◆ **Required work**
Duplicate the part of the items that opens with the line containing "roi: railing post" and closes with the end of the items, including both ends.

◆ **Records to use**
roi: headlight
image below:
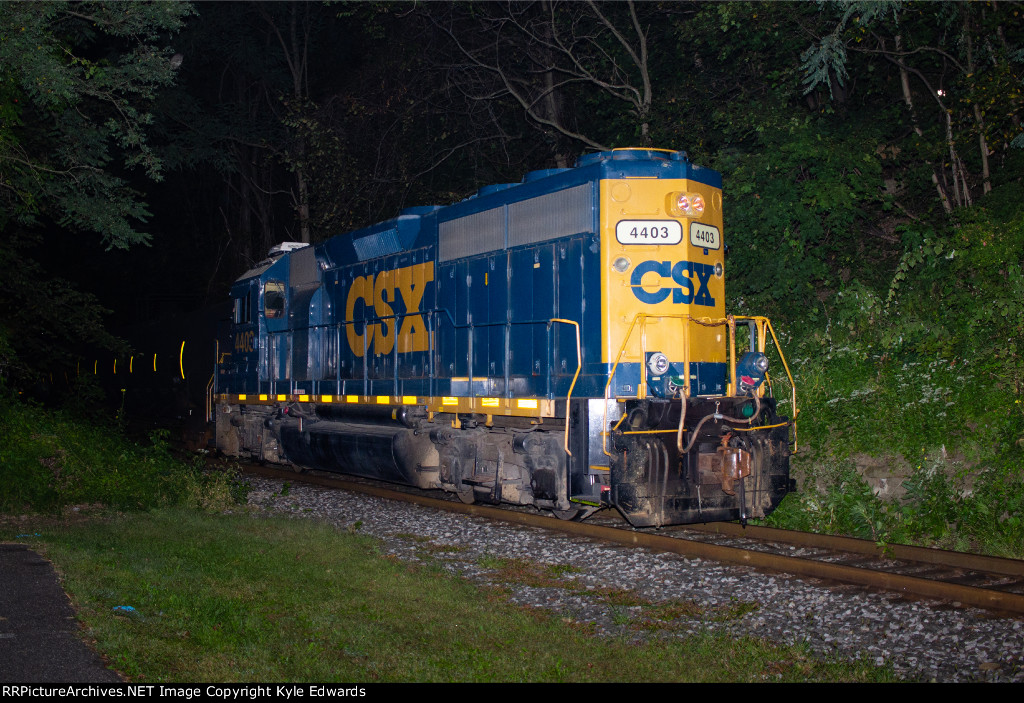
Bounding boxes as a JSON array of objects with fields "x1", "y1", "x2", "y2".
[
  {"x1": 666, "y1": 192, "x2": 705, "y2": 217},
  {"x1": 647, "y1": 352, "x2": 669, "y2": 376}
]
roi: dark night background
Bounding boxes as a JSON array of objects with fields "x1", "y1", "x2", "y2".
[{"x1": 0, "y1": 0, "x2": 1024, "y2": 386}]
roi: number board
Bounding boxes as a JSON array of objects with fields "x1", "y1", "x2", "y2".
[
  {"x1": 615, "y1": 220, "x2": 683, "y2": 245},
  {"x1": 690, "y1": 222, "x2": 722, "y2": 249}
]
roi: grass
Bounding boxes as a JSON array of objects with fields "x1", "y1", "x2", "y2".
[{"x1": 12, "y1": 509, "x2": 892, "y2": 683}]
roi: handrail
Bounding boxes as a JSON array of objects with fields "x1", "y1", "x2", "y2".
[
  {"x1": 548, "y1": 317, "x2": 583, "y2": 456},
  {"x1": 206, "y1": 374, "x2": 217, "y2": 423},
  {"x1": 601, "y1": 312, "x2": 735, "y2": 456},
  {"x1": 737, "y1": 315, "x2": 800, "y2": 453},
  {"x1": 601, "y1": 312, "x2": 800, "y2": 456}
]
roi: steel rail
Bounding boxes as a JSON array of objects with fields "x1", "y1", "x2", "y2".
[
  {"x1": 246, "y1": 466, "x2": 1024, "y2": 614},
  {"x1": 680, "y1": 523, "x2": 1024, "y2": 577}
]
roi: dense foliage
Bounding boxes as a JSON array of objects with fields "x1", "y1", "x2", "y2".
[{"x1": 0, "y1": 0, "x2": 1024, "y2": 543}]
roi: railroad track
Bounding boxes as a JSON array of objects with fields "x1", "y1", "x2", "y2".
[{"x1": 235, "y1": 465, "x2": 1024, "y2": 615}]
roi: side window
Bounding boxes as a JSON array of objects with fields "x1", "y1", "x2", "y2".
[
  {"x1": 234, "y1": 292, "x2": 252, "y2": 324},
  {"x1": 263, "y1": 280, "x2": 285, "y2": 318}
]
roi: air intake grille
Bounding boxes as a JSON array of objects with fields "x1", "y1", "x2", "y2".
[
  {"x1": 438, "y1": 183, "x2": 594, "y2": 261},
  {"x1": 509, "y1": 183, "x2": 594, "y2": 247}
]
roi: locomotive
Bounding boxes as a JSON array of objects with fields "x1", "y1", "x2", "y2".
[{"x1": 213, "y1": 148, "x2": 797, "y2": 526}]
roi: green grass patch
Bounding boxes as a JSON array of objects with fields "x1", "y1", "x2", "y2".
[
  {"x1": 16, "y1": 510, "x2": 892, "y2": 682},
  {"x1": 0, "y1": 387, "x2": 245, "y2": 513}
]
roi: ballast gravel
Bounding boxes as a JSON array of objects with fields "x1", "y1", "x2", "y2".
[{"x1": 246, "y1": 477, "x2": 1024, "y2": 683}]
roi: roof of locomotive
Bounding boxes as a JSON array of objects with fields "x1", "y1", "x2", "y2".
[{"x1": 238, "y1": 148, "x2": 722, "y2": 281}]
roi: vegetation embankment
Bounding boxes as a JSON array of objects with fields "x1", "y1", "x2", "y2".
[{"x1": 753, "y1": 183, "x2": 1024, "y2": 558}]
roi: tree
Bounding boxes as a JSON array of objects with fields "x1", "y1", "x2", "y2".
[
  {"x1": 0, "y1": 2, "x2": 191, "y2": 384},
  {"x1": 802, "y1": 0, "x2": 1024, "y2": 215}
]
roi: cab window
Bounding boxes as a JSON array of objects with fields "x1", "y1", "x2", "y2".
[
  {"x1": 234, "y1": 293, "x2": 252, "y2": 324},
  {"x1": 263, "y1": 280, "x2": 285, "y2": 318}
]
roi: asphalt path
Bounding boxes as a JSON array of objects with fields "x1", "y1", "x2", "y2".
[{"x1": 0, "y1": 543, "x2": 121, "y2": 684}]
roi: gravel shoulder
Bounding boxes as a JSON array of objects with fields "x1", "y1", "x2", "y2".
[{"x1": 246, "y1": 477, "x2": 1024, "y2": 683}]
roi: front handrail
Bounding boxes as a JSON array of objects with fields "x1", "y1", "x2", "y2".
[
  {"x1": 601, "y1": 312, "x2": 800, "y2": 456},
  {"x1": 548, "y1": 317, "x2": 583, "y2": 456}
]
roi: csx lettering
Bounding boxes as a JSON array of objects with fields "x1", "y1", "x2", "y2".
[
  {"x1": 234, "y1": 329, "x2": 256, "y2": 354},
  {"x1": 630, "y1": 261, "x2": 715, "y2": 306},
  {"x1": 345, "y1": 261, "x2": 434, "y2": 356}
]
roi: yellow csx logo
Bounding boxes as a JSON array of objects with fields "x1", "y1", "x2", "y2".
[
  {"x1": 234, "y1": 329, "x2": 256, "y2": 354},
  {"x1": 345, "y1": 261, "x2": 434, "y2": 356}
]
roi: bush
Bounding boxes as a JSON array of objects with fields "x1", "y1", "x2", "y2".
[{"x1": 0, "y1": 391, "x2": 244, "y2": 512}]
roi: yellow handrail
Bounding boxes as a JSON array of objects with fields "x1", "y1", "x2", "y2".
[{"x1": 549, "y1": 317, "x2": 583, "y2": 456}]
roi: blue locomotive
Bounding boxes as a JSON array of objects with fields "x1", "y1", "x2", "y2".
[{"x1": 214, "y1": 149, "x2": 797, "y2": 525}]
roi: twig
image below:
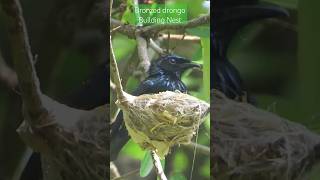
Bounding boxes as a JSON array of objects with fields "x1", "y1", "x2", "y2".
[
  {"x1": 110, "y1": 162, "x2": 120, "y2": 178},
  {"x1": 112, "y1": 169, "x2": 140, "y2": 180},
  {"x1": 0, "y1": 52, "x2": 18, "y2": 89},
  {"x1": 160, "y1": 34, "x2": 200, "y2": 42},
  {"x1": 151, "y1": 151, "x2": 167, "y2": 180},
  {"x1": 149, "y1": 38, "x2": 165, "y2": 55},
  {"x1": 110, "y1": 80, "x2": 116, "y2": 91},
  {"x1": 110, "y1": 18, "x2": 136, "y2": 39},
  {"x1": 136, "y1": 33, "x2": 151, "y2": 76},
  {"x1": 1, "y1": 0, "x2": 46, "y2": 125},
  {"x1": 142, "y1": 14, "x2": 210, "y2": 34},
  {"x1": 185, "y1": 142, "x2": 210, "y2": 156},
  {"x1": 110, "y1": 14, "x2": 210, "y2": 38}
]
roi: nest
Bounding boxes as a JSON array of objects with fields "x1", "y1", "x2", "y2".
[
  {"x1": 118, "y1": 91, "x2": 209, "y2": 158},
  {"x1": 211, "y1": 91, "x2": 320, "y2": 180}
]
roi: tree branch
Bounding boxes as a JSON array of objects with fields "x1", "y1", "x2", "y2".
[
  {"x1": 1, "y1": 0, "x2": 47, "y2": 125},
  {"x1": 110, "y1": 14, "x2": 210, "y2": 38},
  {"x1": 136, "y1": 33, "x2": 151, "y2": 76},
  {"x1": 151, "y1": 151, "x2": 167, "y2": 180},
  {"x1": 142, "y1": 14, "x2": 210, "y2": 34},
  {"x1": 0, "y1": 52, "x2": 18, "y2": 89}
]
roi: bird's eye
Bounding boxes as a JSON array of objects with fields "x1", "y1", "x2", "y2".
[{"x1": 169, "y1": 59, "x2": 177, "y2": 64}]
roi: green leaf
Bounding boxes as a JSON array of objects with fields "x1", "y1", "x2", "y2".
[
  {"x1": 170, "y1": 173, "x2": 187, "y2": 180},
  {"x1": 121, "y1": 140, "x2": 145, "y2": 160},
  {"x1": 173, "y1": 152, "x2": 189, "y2": 173},
  {"x1": 140, "y1": 151, "x2": 153, "y2": 177}
]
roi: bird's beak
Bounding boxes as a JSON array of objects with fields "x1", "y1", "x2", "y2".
[
  {"x1": 180, "y1": 62, "x2": 202, "y2": 70},
  {"x1": 219, "y1": 4, "x2": 289, "y2": 23}
]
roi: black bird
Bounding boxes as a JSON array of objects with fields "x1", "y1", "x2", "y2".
[
  {"x1": 211, "y1": 0, "x2": 289, "y2": 102},
  {"x1": 110, "y1": 55, "x2": 200, "y2": 161}
]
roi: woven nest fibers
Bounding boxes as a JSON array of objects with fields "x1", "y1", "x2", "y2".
[
  {"x1": 117, "y1": 91, "x2": 210, "y2": 158},
  {"x1": 211, "y1": 91, "x2": 320, "y2": 180}
]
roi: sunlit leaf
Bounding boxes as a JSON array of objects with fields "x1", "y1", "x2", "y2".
[{"x1": 140, "y1": 151, "x2": 153, "y2": 177}]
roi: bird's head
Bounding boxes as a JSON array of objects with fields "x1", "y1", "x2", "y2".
[{"x1": 150, "y1": 55, "x2": 201, "y2": 76}]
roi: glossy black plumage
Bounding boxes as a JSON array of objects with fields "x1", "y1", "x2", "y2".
[
  {"x1": 110, "y1": 55, "x2": 200, "y2": 161},
  {"x1": 211, "y1": 0, "x2": 288, "y2": 102}
]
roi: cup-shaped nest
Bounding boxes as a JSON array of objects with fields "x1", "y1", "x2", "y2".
[{"x1": 117, "y1": 91, "x2": 210, "y2": 158}]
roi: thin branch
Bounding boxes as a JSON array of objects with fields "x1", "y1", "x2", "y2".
[
  {"x1": 112, "y1": 169, "x2": 140, "y2": 180},
  {"x1": 1, "y1": 0, "x2": 46, "y2": 125},
  {"x1": 0, "y1": 52, "x2": 18, "y2": 89},
  {"x1": 110, "y1": 162, "x2": 120, "y2": 178},
  {"x1": 185, "y1": 142, "x2": 210, "y2": 156},
  {"x1": 151, "y1": 151, "x2": 167, "y2": 180},
  {"x1": 110, "y1": 18, "x2": 136, "y2": 39},
  {"x1": 149, "y1": 38, "x2": 165, "y2": 55},
  {"x1": 160, "y1": 34, "x2": 200, "y2": 42},
  {"x1": 110, "y1": 14, "x2": 210, "y2": 38},
  {"x1": 136, "y1": 33, "x2": 151, "y2": 75},
  {"x1": 109, "y1": 0, "x2": 125, "y2": 100},
  {"x1": 142, "y1": 14, "x2": 210, "y2": 33}
]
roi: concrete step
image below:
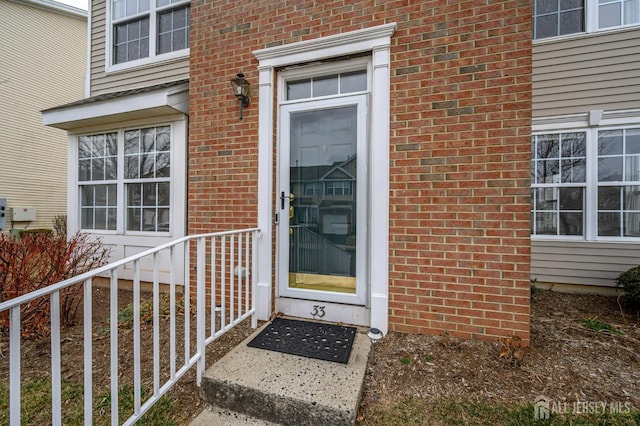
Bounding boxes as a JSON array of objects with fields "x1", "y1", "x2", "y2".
[
  {"x1": 200, "y1": 322, "x2": 371, "y2": 426},
  {"x1": 189, "y1": 406, "x2": 278, "y2": 426}
]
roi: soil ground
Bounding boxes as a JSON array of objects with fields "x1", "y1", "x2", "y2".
[
  {"x1": 360, "y1": 290, "x2": 640, "y2": 424},
  {"x1": 0, "y1": 288, "x2": 640, "y2": 424}
]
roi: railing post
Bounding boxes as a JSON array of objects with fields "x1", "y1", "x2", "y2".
[
  {"x1": 82, "y1": 278, "x2": 93, "y2": 425},
  {"x1": 49, "y1": 291, "x2": 62, "y2": 425},
  {"x1": 196, "y1": 238, "x2": 207, "y2": 386},
  {"x1": 9, "y1": 306, "x2": 20, "y2": 426},
  {"x1": 109, "y1": 270, "x2": 118, "y2": 426},
  {"x1": 133, "y1": 260, "x2": 142, "y2": 415},
  {"x1": 251, "y1": 231, "x2": 260, "y2": 328}
]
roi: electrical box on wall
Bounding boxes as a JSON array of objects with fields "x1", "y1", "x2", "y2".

◆ **Complete answer**
roi: railing post
Bounding boxes as a JSON array of objects with fields "x1", "y1", "x2", "y2".
[
  {"x1": 82, "y1": 278, "x2": 93, "y2": 425},
  {"x1": 49, "y1": 291, "x2": 62, "y2": 425},
  {"x1": 196, "y1": 238, "x2": 207, "y2": 386},
  {"x1": 9, "y1": 306, "x2": 20, "y2": 426},
  {"x1": 109, "y1": 270, "x2": 118, "y2": 426},
  {"x1": 133, "y1": 260, "x2": 142, "y2": 415},
  {"x1": 251, "y1": 231, "x2": 260, "y2": 328}
]
roi: electrical box on wall
Bounding boxes as a JSON array of objects with fields "x1", "y1", "x2", "y2".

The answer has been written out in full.